Assigned task: All lines from the line containing "Security feed analysis: the operator needs to locate calm" up to and including the last line of the entries must be written out exactly, with no others.

Provided material:
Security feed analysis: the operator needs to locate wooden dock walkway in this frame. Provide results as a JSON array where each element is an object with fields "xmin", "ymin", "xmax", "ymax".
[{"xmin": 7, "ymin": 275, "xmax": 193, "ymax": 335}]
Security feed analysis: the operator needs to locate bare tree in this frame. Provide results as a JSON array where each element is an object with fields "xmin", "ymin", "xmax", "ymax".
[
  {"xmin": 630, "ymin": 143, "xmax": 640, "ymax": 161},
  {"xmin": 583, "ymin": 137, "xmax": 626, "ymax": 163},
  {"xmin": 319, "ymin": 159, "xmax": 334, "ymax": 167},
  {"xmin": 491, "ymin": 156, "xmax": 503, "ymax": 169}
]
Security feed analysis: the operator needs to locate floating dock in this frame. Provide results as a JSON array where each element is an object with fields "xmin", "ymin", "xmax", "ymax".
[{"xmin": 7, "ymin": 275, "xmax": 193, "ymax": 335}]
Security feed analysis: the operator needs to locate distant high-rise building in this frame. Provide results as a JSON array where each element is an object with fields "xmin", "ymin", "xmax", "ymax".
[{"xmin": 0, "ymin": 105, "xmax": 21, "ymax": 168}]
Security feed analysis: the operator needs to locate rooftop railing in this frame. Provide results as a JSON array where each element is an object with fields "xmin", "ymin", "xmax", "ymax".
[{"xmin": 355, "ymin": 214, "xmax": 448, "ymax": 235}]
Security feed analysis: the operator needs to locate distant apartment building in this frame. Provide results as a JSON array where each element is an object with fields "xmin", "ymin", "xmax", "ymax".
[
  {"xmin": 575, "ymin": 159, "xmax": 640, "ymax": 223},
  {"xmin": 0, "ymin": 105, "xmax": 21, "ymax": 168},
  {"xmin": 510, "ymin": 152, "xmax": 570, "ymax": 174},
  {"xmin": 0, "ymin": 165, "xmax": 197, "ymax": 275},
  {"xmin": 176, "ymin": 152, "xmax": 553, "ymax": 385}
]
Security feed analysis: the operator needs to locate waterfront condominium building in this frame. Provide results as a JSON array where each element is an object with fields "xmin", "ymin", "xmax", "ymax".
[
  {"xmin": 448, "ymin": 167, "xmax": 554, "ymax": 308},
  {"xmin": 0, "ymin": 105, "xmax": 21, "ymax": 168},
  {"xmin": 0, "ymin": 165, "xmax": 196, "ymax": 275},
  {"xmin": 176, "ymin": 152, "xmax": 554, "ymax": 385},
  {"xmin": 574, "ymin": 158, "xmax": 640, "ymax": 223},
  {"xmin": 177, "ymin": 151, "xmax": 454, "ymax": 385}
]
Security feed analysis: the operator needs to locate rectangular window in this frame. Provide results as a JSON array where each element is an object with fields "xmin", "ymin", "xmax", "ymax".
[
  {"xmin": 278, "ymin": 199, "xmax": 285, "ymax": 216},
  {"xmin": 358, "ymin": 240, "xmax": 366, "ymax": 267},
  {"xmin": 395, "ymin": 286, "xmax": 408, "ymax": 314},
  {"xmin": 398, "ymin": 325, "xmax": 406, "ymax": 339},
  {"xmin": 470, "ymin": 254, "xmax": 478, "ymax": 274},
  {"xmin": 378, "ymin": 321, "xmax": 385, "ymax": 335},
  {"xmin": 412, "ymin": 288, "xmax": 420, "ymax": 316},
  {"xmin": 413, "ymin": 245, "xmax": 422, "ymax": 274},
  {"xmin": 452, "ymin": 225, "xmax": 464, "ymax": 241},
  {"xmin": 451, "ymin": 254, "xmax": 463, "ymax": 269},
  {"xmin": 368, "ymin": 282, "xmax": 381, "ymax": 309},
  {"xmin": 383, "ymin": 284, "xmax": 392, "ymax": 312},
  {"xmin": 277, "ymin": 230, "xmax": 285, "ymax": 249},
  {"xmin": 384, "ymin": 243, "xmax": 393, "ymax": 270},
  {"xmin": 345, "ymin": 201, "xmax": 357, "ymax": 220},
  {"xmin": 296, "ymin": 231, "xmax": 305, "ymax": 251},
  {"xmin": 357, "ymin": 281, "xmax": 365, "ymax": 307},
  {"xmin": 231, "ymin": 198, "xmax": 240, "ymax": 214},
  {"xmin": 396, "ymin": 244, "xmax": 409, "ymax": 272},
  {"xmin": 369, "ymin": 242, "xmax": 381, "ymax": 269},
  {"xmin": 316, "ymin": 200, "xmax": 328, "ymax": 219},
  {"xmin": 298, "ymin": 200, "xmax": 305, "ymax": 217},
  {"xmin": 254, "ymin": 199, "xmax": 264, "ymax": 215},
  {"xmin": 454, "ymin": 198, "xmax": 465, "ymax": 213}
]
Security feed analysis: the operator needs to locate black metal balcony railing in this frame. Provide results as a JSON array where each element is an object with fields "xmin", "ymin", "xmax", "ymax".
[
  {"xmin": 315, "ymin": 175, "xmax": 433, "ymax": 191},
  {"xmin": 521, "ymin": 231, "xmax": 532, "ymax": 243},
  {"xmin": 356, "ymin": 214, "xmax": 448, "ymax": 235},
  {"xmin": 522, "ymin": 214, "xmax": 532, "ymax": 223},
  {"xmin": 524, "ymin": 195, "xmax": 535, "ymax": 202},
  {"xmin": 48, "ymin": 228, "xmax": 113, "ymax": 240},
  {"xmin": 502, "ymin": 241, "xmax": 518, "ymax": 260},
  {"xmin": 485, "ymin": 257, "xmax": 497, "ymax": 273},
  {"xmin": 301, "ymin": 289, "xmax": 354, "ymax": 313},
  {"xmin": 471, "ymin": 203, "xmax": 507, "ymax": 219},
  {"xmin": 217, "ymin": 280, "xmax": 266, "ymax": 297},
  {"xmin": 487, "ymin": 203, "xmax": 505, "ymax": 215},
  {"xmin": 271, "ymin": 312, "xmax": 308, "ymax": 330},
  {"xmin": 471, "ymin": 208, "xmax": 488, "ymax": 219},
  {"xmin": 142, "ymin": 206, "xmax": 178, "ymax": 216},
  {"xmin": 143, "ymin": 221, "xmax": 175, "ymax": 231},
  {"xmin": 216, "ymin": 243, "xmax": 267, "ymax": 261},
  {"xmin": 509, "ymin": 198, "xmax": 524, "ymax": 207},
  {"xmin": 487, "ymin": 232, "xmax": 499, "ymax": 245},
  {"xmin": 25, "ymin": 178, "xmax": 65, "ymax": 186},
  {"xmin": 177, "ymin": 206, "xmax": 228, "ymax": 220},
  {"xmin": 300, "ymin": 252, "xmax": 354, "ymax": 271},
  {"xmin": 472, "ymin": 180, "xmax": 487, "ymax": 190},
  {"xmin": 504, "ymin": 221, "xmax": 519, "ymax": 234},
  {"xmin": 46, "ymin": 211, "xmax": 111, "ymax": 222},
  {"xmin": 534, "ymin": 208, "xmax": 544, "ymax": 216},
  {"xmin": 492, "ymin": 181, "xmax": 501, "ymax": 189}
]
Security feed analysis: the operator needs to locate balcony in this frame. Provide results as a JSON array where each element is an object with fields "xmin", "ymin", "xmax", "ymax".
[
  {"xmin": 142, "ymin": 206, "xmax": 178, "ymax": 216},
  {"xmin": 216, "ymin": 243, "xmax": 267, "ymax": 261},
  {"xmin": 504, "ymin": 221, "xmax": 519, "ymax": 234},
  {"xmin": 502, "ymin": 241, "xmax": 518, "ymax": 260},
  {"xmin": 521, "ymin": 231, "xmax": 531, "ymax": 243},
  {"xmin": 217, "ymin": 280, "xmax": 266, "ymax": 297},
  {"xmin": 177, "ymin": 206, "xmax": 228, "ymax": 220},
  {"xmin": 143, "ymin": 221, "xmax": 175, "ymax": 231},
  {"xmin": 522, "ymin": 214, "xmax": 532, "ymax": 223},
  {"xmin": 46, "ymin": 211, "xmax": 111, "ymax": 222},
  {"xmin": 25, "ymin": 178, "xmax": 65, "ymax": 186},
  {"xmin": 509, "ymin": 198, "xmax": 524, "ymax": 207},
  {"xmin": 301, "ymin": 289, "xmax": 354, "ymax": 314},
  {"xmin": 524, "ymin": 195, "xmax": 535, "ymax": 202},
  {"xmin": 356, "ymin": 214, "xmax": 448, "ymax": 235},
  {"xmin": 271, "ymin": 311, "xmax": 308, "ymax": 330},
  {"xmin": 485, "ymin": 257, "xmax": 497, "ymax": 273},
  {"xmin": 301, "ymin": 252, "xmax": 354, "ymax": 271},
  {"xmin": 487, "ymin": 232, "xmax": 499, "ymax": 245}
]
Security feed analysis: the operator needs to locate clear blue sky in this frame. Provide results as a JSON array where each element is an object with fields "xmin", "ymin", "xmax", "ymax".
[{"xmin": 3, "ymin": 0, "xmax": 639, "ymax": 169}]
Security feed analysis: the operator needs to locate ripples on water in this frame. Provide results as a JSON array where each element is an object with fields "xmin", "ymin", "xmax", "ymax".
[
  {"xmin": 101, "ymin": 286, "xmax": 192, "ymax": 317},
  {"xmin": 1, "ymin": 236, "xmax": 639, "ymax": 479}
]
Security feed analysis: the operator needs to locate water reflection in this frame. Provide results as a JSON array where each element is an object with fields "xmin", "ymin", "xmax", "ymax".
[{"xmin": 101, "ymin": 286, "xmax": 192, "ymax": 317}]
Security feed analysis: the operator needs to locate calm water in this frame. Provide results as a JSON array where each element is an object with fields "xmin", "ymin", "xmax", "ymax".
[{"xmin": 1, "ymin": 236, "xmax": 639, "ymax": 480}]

Answer to this exercise:
Security feed analysis: the operator needs to locate calm water in this frame. Provide results as a JSON array where each element is an object with fields "xmin", "ymin", "xmax", "ymax".
[{"xmin": 1, "ymin": 236, "xmax": 639, "ymax": 480}]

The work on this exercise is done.